# [Reading passage]
%%

Bernard Hopkins, 49 years old, and nursing the heaviest, most comprehensive defeat of his long career, has so far refused to accept the journey is complete. Speaking after being dropped and dominated over 12 punishing rounds by Sergey Kovalev in a light-heavyweight unification showdown, a gracious Hopkins admitted he could still fight on.

“I’ve got a lot of time to talk about it,” he said. “I will not disclose anything now. At the moment it’s 50-50 [whether I fight again] but what I will say is that I’ve done a lot more than anybody expected me to do in my career.

“I’m fine. I’ve represented boxing well, and I’ve represented Philadelphia well but right now, everything is 50-50, and it’s been like that for the last nine years since I turned 40.”

%%

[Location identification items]
%%

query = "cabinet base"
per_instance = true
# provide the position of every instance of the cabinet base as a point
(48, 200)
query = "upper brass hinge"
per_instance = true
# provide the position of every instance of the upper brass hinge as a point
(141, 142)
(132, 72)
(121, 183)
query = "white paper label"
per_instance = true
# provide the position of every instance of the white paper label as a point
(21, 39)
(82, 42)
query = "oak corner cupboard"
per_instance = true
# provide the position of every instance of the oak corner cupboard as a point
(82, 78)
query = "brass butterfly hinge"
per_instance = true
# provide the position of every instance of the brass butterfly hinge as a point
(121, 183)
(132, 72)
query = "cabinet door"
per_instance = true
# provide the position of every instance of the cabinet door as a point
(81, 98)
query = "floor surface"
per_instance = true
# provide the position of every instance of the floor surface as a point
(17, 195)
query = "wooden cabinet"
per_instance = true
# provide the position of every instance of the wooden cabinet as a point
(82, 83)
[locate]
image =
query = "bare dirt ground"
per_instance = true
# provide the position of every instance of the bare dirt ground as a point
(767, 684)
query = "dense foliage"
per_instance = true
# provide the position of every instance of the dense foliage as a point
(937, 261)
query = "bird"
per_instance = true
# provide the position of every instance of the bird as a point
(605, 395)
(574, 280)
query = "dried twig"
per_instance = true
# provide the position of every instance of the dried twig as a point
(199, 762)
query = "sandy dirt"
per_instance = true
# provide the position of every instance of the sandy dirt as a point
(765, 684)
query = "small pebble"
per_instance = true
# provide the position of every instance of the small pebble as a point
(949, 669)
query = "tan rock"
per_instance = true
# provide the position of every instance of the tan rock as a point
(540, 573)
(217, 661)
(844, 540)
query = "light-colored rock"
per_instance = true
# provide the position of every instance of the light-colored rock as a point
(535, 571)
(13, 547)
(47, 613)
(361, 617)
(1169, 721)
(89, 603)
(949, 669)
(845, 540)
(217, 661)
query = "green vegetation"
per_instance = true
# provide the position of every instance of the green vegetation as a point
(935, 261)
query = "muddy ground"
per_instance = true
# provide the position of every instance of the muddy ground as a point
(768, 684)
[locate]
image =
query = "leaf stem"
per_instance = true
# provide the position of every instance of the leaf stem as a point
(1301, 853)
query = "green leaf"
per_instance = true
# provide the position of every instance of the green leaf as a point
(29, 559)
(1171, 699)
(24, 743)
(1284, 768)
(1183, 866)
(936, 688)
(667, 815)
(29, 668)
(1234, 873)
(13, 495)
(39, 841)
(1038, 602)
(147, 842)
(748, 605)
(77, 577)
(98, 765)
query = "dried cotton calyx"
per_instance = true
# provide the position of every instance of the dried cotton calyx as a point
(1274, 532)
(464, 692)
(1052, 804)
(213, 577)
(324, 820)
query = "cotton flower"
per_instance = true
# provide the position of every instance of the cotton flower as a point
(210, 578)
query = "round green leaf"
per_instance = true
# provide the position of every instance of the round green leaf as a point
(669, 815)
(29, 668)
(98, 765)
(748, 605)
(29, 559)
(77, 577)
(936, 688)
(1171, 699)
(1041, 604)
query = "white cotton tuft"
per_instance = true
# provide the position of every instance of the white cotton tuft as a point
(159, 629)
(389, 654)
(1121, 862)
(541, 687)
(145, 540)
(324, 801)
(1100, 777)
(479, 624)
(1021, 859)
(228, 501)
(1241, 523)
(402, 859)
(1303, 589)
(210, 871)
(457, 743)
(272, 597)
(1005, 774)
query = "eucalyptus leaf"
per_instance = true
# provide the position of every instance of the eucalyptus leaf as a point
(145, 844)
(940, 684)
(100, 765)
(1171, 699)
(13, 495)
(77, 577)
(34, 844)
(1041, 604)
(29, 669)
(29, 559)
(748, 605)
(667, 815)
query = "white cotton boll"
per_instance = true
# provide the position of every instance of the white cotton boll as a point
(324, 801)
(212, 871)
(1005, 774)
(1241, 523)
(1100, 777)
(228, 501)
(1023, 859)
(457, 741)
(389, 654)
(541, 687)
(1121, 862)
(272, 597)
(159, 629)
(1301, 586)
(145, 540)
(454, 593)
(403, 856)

%%

# [Written exercise A]
Summarize the report on Bernard Hopkins in two sentences.
# [Written exercise B]
Carry on the report on Bernard Hopkins from the point after his final quoted remark.

# [Written reply A]
At 49, Bernard Hopkins suffered the heaviest and most comprehensive defeat of his career when Sergey Kovalev knocked him down and dominated him over 12 rounds in a light-heavyweight unification bout, yet Hopkins has not accepted that his career is over. He said it is 50-50 whether he fights again, as it has been since he turned 40, and that he has done far more than anyone expected and has represented boxing and Philadelphia well.

# [Written reply B]
Those nine years have been filled with miracles, breaking and setting records. He also lost to Joe Calzaghe and Chad Dawson. But there was nothing like the beating he took against Kovalev. Floored in the first round, he could not contain the Russian and he was almost stopped in the final round. It would be unfair to label this a thrashing like Larry Holmes handed to Muhammad Ali, or Terry Norris gave to Sugar Ray Leonard, but Hopkins – despite bravely becoming the first man to last 12 with Kovalev – soaked up a lot of punishment.

“I’m crazy,” the veteran joked when asked how and why he took so many shots in the final round. “The fans want to see fights, they don’t want to see guys running. I wanted to stay in there, I was hoping [until the end] to get a shot in and maybe I could change things around. I wanted to go ahead and engage because he was engaging and that’s what the fans want to see.”